Entries from a pointing dataset
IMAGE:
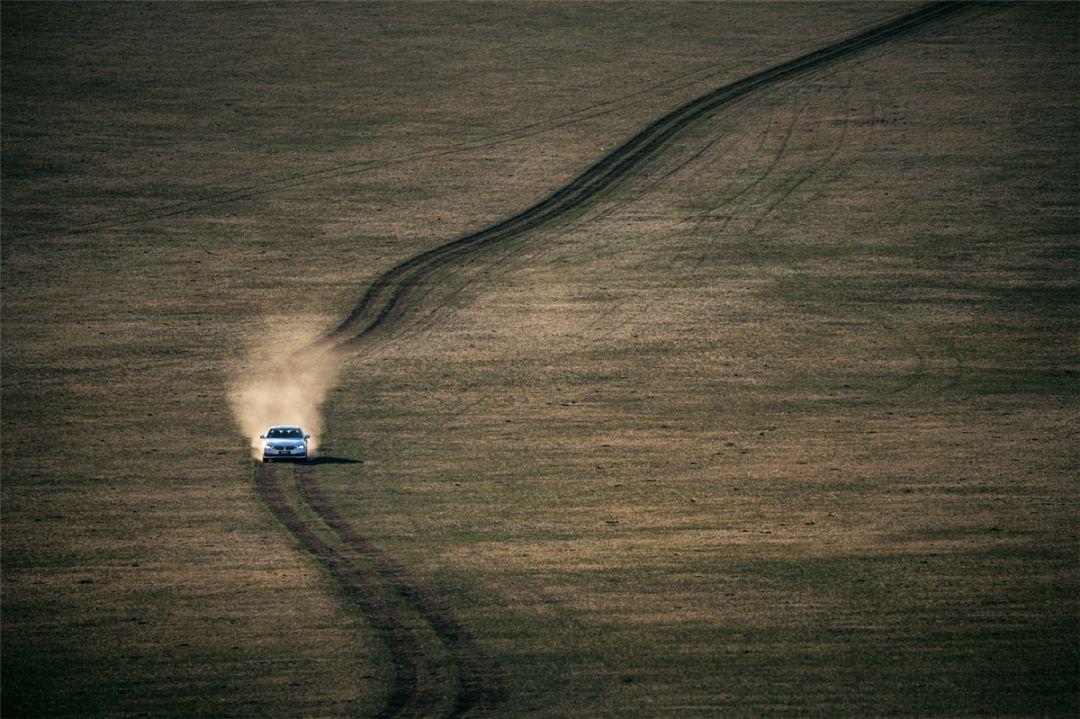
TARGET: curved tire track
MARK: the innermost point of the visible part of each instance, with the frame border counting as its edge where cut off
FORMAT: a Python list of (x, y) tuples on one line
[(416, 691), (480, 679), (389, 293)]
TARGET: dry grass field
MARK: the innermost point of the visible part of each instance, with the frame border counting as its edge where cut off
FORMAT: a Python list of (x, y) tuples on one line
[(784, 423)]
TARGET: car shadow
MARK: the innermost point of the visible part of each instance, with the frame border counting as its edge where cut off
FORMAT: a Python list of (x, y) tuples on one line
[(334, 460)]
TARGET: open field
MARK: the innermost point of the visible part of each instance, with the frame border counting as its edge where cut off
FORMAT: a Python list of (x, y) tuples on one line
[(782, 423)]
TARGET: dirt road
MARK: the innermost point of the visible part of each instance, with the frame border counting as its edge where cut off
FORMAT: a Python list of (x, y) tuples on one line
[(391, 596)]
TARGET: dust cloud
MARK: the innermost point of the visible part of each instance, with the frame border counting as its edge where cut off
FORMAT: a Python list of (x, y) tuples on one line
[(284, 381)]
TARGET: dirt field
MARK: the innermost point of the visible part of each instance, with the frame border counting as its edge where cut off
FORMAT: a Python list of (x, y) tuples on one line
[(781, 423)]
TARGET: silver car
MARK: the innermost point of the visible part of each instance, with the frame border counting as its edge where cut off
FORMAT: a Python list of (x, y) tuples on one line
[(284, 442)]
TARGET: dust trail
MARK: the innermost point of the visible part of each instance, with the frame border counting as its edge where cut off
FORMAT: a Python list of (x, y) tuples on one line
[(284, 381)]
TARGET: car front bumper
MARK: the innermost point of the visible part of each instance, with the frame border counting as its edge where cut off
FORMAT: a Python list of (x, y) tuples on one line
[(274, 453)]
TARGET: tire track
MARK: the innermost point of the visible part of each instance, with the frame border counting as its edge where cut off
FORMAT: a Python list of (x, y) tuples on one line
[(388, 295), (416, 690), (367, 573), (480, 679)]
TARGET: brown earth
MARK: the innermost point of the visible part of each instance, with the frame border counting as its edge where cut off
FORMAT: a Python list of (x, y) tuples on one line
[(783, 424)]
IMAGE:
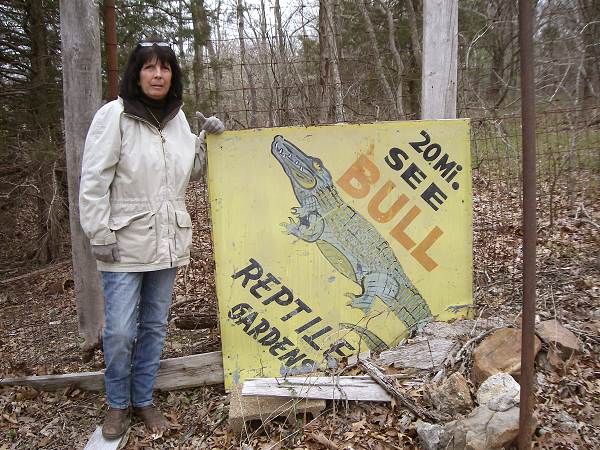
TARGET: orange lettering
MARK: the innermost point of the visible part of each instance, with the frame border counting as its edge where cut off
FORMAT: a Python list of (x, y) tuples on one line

- Exercise details:
Write out again the lines above, from the first one through the line that contains "[(284, 442)]", including both ends. Leave the pictures out of your answer.

- Final result:
IMAGE:
TARGET: curved tire track
MARK: the innermost point of the visible part of each instance, with the frame border counting as its edge where cut off
FORMAT: a Python list of (x, y) tuples on one line
[(416, 691), (480, 679), (389, 293)]
TARGET: dry grass field
MARK: the innermost point of the visible part of each instance, with the frame border counting as its edge where cut off
FORMAT: a Python list of (x, y) tuples on one line
[(784, 423)]
TARGET: car shadow
MARK: the innermost point of the visible part of each instance, with the frame border counting as its edge where cut off
FORMAT: a Python list of (x, y) tuples on one line
[(334, 460)]
TARGET: open field
MARK: the innermost point of the visible part of each instance, with the frame border counting as its edge where cut off
FORMAT: a Python list of (x, y) tuples on one line
[(782, 423)]
TARGET: dirt road
MARK: the innermost point of the visible part of each instance, with the frame border counting as its edge where cut off
FORMAT: a Python list of (x, y) tuples on one line
[(391, 596)]
TARGET: dust cloud
MARK: the innermost point of the visible part of each instance, with the frame border counting as its edge where cut off
FORMAT: a Python list of (x, y) tuples on one line
[(284, 381)]
TARGET: dirt field
MARK: the innermost point of the visible part of each instance, with the frame border counting as its edge where cut off
FORMAT: a Python list of (x, y) tuples on one line
[(781, 423)]
TARGET: silver car
MARK: the innermost point of the visible part of each instance, with the frame border counting as its edge where cut off
FORMAT: a Python list of (x, y) tuples on one line
[(284, 442)]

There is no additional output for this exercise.